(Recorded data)
▬▬▬

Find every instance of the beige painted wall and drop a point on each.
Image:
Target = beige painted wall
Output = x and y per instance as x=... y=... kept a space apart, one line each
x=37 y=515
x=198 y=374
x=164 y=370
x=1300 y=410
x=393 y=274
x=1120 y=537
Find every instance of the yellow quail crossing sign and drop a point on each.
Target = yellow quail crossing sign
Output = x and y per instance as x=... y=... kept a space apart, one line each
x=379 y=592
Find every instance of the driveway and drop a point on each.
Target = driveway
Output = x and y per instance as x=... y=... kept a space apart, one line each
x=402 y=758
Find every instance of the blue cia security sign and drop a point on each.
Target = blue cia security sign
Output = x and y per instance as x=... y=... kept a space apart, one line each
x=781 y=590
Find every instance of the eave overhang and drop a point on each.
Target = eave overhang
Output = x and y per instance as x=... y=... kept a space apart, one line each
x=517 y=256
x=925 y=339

▬▬▬

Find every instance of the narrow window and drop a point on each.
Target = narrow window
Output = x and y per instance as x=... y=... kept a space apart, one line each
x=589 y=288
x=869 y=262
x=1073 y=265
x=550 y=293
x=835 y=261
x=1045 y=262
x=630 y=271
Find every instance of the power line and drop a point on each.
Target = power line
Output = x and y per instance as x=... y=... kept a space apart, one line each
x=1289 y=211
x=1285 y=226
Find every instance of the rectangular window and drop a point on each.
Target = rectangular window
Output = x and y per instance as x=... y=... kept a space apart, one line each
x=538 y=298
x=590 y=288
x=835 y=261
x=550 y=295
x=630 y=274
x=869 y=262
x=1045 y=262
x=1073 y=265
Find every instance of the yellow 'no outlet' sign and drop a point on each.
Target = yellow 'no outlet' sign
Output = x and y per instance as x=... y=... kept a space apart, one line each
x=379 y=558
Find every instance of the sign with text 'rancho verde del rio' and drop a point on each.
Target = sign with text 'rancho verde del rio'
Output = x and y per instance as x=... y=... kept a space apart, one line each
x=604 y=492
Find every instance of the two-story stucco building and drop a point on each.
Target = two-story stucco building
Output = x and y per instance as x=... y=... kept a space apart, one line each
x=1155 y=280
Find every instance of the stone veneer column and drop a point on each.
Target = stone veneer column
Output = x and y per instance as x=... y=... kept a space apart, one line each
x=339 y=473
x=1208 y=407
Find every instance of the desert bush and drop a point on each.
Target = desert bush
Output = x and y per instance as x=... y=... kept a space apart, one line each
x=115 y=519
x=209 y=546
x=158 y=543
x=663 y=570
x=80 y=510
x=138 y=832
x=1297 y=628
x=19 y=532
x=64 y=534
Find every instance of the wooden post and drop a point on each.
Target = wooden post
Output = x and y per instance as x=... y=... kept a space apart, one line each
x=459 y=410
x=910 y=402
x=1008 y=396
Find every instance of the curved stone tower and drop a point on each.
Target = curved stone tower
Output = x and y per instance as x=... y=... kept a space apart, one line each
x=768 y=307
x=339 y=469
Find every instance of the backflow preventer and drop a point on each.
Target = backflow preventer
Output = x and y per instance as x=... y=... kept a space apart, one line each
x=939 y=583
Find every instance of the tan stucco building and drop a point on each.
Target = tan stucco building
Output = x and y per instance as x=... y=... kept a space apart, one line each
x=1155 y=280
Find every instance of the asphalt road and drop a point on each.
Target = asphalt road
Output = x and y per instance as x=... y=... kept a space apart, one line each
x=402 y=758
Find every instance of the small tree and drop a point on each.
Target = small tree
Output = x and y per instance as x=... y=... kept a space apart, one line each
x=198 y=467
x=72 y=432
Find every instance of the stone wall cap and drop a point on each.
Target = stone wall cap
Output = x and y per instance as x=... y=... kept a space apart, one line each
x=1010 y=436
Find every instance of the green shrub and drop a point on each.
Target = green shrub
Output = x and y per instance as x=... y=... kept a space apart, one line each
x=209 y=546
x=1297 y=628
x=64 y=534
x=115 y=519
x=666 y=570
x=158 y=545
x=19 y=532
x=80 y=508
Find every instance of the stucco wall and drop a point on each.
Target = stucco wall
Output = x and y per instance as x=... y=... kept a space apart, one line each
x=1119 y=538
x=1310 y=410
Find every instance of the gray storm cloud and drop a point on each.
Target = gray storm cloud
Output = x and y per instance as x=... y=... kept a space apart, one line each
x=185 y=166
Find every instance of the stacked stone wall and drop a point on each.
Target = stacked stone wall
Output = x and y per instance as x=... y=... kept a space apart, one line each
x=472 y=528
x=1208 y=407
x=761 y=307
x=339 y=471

▬▬▬

▶ _Task prompt_: Put the lines of the entries above, starting at the line containing "Find every instance of the stacked" and ending at the line containing "x=339 y=471", into a Markdown table with the columns Row and Text. Give each line a row number and leave out any blank lines.

▶ _In response_:
| Row | Text |
|---|---|
| 1 | Find every instance of the stacked stone wall and drop a point on each. |
| 2 | Target = stacked stone wall |
| 3 | Output = x and y per instance as x=... y=... kept a space apart, one line each |
| 4 | x=472 y=528 |
| 5 | x=1208 y=407 |
| 6 | x=761 y=307 |
| 7 | x=339 y=471 |